- Work instructions -
Copy out every record below, word for word.

Rows from a pointing dataset
^^^^^^^^

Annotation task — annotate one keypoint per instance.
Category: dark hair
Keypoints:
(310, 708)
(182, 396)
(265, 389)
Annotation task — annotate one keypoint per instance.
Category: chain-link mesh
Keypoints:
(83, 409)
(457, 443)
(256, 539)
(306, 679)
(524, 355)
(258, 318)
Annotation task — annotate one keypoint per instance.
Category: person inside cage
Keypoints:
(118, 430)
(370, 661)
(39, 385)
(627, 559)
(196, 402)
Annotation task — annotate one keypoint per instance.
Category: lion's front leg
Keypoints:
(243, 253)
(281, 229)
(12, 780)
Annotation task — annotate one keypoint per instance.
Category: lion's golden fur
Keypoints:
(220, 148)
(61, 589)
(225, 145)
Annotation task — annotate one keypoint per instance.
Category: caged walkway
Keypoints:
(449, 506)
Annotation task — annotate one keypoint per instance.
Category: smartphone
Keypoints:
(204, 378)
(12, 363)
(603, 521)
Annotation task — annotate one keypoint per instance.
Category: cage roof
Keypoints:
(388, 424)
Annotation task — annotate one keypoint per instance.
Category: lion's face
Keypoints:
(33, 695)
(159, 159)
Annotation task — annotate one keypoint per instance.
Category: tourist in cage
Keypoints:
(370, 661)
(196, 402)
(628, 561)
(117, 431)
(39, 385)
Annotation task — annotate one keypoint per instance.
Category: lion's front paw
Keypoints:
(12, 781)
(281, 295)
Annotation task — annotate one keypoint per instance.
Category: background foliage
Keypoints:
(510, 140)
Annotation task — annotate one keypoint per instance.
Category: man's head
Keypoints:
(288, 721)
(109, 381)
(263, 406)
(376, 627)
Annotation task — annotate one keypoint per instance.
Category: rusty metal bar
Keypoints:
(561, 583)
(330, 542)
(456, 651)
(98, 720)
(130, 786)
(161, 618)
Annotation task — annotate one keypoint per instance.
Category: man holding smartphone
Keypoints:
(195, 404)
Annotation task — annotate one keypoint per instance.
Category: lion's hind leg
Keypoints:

^^^^^^^^

- The result -
Annotation task — annotate one keypoint per instance.
Category: dark hair
Keypoints:
(310, 708)
(182, 396)
(265, 389)
Annotation task — annotate one keypoint per instance.
Category: chain-link mesh
Keypoints:
(83, 409)
(457, 443)
(256, 539)
(306, 679)
(524, 355)
(258, 318)
Annotation task — annotate one keypoint per instance.
Category: person inside cage
Keypoints:
(118, 430)
(370, 661)
(39, 385)
(627, 559)
(196, 402)
Annotation task — annotate one keypoint per instance.
Category: lion's front leg
Keypoints:
(243, 253)
(281, 229)
(12, 780)
Annotation task — annotate one keypoint per instance.
Category: lion's golden fur
Keypoints:
(220, 148)
(61, 589)
(225, 145)
Annotation task — annotate one keypoint per instance.
Category: caged walkway
Keypoints:
(449, 506)
Annotation task — annotate one keypoint per instance.
Category: smartphone
Keypoints:
(204, 378)
(12, 363)
(603, 521)
Annotation task — annotate one keypoint per instance.
Category: cage roof
Keypoints:
(388, 424)
Annotation task — annotate one keypoint per instance.
Category: lion's face
Keypoints:
(33, 695)
(159, 159)
Annotation task — annotate one keypoint per instance.
Category: tourist in cage
Keypoints:
(370, 661)
(196, 402)
(628, 561)
(117, 431)
(39, 385)
Annotation task — annotate one keypoint per instance.
Category: lion's front paw
Keypoints:
(12, 781)
(281, 295)
Annotation task — annotate one keypoint per instance.
Category: background foliage
Keypoints:
(510, 140)
Annotation task — annotate one keypoint per instance.
Category: man's head
Keypoints:
(288, 721)
(109, 381)
(263, 406)
(376, 627)
Annotation task — annotate one keypoint per instance.
Category: rusty metal bar
Keypoints:
(561, 583)
(330, 542)
(456, 651)
(98, 720)
(130, 786)
(161, 618)
Annotation task — annotate one keypoint per instance.
Category: man holding smartphone
Keypoints:
(195, 404)
Annotation task — annotate one keypoint per instance.
Category: lion's hind leg
Keypoints:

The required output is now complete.